▶ [REQUIRED WORK]
1) According to the forum thread, which package needs to be loaded to run this?
2) Write out a part of the forum thread word for word, starting at the words "Since you aren't" and ending after "the full stacktrace?".

Gotcha - you will need to load OrdinaryDiffEq.jl to run this.

Since you aren't changing Trixi internals, you could just create a new run project directory with Trixi.jl and OrdinaryDiffEq.jl, define your new equations in this driver file, and run from within this run directory.

[rveltz]

but OrdinaryDiffEq is in the code above....

[jlchan]

Oh, I see it now, I missed that at first.

That is strange. Can you post the full stacktrace?

[rveltz]

I fixed it by importing it before Trixi.

[rveltz]

The solve errors

1-element ExceptionStack:
LoadError: MethodError: objects of type Tuple{typeof(flux_central), typeof(flux)} are not callable
Stacktrace:
  [1] flux_differencing_kernel!
    @ ~/.julia/packages/Trixi/wpKZk/src/solvers/dgsem_tree/dg_2d.jl:262 [inlined]
  [2] flux_differencing_kernel!

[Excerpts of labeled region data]
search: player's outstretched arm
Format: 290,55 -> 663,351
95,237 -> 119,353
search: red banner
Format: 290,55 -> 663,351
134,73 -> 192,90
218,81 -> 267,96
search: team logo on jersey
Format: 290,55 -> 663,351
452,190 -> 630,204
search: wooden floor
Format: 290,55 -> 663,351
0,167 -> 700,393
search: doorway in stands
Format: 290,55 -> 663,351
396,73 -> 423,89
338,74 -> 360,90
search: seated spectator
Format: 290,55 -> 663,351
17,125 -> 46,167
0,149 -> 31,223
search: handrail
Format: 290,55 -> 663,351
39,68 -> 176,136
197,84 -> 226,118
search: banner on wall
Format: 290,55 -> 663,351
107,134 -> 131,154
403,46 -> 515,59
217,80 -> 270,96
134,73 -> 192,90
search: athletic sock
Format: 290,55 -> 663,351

▶ [RESULTS IN ORDER]
1) OrdinaryDiffEq.jl

2)
Since you aren't changing Trixi internals, you could just create a new run project directory with Trixi.jl and OrdinaryDiffEq.jl, define your new equations in this driver file, and run from within this run directory.

[rveltz]

but OrdinaryDiffEq is in the code above....

[jlchan]

Oh, I see it now, I missed that at first.

That is strange. Can you post the full stacktrace?